TASK DIRECTIONS -
Your task is to repeat all of the data exactly while excluding the pictures.

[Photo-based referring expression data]
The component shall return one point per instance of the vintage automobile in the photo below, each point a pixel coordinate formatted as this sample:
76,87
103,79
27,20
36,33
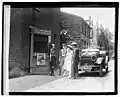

SOLUTION TO THIS TASK -
The component shall return one point per instance of the vintage automobile in the photo below, each point a pixel coordinate formatted as this sample:
76,87
103,79
27,20
36,33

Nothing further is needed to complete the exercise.